*What to work on*
[1] Answer these questions about the baccalaureate address on language:
(a) Where did the speaker first hear the Call to Prayer?
(b) Who told the speaker the story of how the Call to Prayer came about?
(c) At which college was the address originally given?
[2] Write the next part of the baccalaureate address on language, picking up after its final line.

* BEGIN Passage *

July 31, 2012  • ADS Works

Curses and Prayers: On Language

Originally Given by Anna Deavere Smith as the Bacclaurette Address at Williams College, May 2012

It’s amazing to me that after all the words you have heard over the last four years, you are here for more. Seems like it’s time for a party, not more words. But then, my sense is, you all like words. And it’s my understanding that a baccalaureate is a time for yet a tad more wisdom before the big send off tomorrow.

I thank you for inviting me to partake in the richness of wisdom shared already from ancient wise men.

–Look to the rock from which we are hewn while pursing Justice

—Think about the things that are worthy of praise

–Support justice in all human endeavors regardless of the circumstance

Thank you for inviting me to hear your songs

Thank you for the Call to Prayer. I understand that this is first time in the history of Williams college that the Call to Prayer has been included in the ecumenical baccalaureate service.

The first time I heard the call to prayer was in Egypt.

I thought it was the music of the spheres. I’d never heard anything like it. I ran out of my room and through the terraces of my hotel trying to see if the world was coming to an end or to a beginning.

Do you all know the story of how the Call to Prayer came about?

I will tell you what I learned. This was told to me by Imam Abdul Feisil Rauf, a Sufi Muslim with a mosque in New York City.

The story he told me goes that the Prophet Mohammed left Mecca when there was an assassination attempt on his life – and went with his followers to Medina. And when they got there they built the first Mosque for prayer. And after having built the mosque they wondered how they would call people to prayer and they said “we can’t use a bell because the Christians use a bell, we can use a horn because the Jews use a horn – how will we- ee call the people to Prayer?” and so one of the followers came to the Prophet and said that he’d had a dream that the way the prayer should be called – is that it should be called saying the words you just heard:

‘God is most great – (slight pause – stillness)

I bear witness that there is no God but God –

I bear witness that Mo h ammed is the messenger of God.

* END Passage *
* BEGIN Records provided *

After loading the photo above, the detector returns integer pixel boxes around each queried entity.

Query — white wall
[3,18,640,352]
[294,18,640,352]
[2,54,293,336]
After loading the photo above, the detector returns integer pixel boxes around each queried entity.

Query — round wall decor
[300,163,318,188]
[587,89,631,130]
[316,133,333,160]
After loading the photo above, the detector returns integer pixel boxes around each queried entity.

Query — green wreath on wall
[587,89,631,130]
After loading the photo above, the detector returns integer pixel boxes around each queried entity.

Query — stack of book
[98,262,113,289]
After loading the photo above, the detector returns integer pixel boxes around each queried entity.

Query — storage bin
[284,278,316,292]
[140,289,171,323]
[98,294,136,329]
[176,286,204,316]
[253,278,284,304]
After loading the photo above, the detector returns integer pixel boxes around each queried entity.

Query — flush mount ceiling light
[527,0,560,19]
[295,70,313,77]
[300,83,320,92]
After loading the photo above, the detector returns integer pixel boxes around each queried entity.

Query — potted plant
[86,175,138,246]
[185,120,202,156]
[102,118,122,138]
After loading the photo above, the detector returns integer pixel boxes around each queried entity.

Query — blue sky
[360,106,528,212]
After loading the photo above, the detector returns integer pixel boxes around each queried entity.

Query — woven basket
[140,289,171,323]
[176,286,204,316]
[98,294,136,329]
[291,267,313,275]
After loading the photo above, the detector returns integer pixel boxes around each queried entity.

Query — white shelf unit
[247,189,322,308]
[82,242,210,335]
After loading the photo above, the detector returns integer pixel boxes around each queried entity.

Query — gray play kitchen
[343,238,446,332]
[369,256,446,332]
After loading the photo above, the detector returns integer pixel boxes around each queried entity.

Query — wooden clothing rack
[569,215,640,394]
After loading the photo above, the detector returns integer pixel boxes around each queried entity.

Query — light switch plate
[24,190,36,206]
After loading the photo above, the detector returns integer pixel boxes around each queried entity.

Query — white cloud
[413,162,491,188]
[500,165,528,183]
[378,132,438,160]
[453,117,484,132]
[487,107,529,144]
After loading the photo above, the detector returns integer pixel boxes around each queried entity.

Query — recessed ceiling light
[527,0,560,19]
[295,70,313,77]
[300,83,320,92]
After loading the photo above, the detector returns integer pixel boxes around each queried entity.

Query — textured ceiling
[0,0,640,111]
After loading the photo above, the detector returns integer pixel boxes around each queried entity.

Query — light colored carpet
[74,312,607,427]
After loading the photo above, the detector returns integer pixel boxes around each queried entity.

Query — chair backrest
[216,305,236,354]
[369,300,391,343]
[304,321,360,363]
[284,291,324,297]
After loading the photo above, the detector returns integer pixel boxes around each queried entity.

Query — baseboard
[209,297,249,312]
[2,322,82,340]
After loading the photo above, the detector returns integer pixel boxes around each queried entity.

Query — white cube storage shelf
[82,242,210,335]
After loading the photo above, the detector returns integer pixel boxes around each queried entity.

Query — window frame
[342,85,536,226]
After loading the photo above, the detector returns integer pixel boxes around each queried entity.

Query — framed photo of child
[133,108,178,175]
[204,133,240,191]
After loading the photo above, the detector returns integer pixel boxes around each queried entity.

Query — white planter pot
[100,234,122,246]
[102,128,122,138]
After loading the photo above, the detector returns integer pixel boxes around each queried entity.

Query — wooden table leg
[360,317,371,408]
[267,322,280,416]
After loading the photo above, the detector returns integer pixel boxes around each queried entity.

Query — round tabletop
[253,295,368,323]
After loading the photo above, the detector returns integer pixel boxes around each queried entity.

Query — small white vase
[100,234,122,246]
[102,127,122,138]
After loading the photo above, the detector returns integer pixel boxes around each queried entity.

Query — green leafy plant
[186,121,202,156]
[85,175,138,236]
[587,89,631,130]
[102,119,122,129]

* END Records provided *

*Response list*
[1]
(a) In Egypt.
(b) Imam Abdul Feisil Rauf, a Sufi Muslim with a mosque in New York City.
(c) Williams College.

[2]
Come to prayer –

Come to success.

God is most great.

There is no God but God.’”

 

Imam Feisil Abdul Rauf put it this way:

And the prophet said

Thisss is an instruction to usss.

And he asked Bee Lel (phon. for Bilal)

Who was annn

Abyssinian slave

From

Ethiopia –

He accepted Islam in

Mec-ca

And his mahster

Whipped

Him and

subjected him to

immense suffering

Him is ( sic for his name was ) Bee – lel (phon. for Bilal ).

He was the first African to become Muslim

Because he was in a slave inn in

Mecca

And he uh

And like like

Even for today

The Africans are known for their

Musical voices

And you know

Their rhythm and blues

And soul and stuff like

He had a beautiful soul you know

So the prophet said Bee Llel

Climb to the to thee um to the roof

And call people to prayer

And make this call

People who heard it for the first time they froze

Said what’s that?

(he laughs)

They they freaked out they froze (whispering)

The fact that the call to prayer

has such a compelling –

Power

to anybody who hears it

Is an act of grace.

It it it calls you

It calls

It calls your soul

It’s that call of the wild-

What’s the call of the wild?

It’s a sound that that that that

that your soul perks up and says

What’s- that?!!!!

It is serendipitous, that the Imam at Williams is named Bilal, and he is the first to Call the Prayer at Baccalaureate, and the story I just accounted, happens to tell us about the Bilal who first called the people to prayer in Muslim history.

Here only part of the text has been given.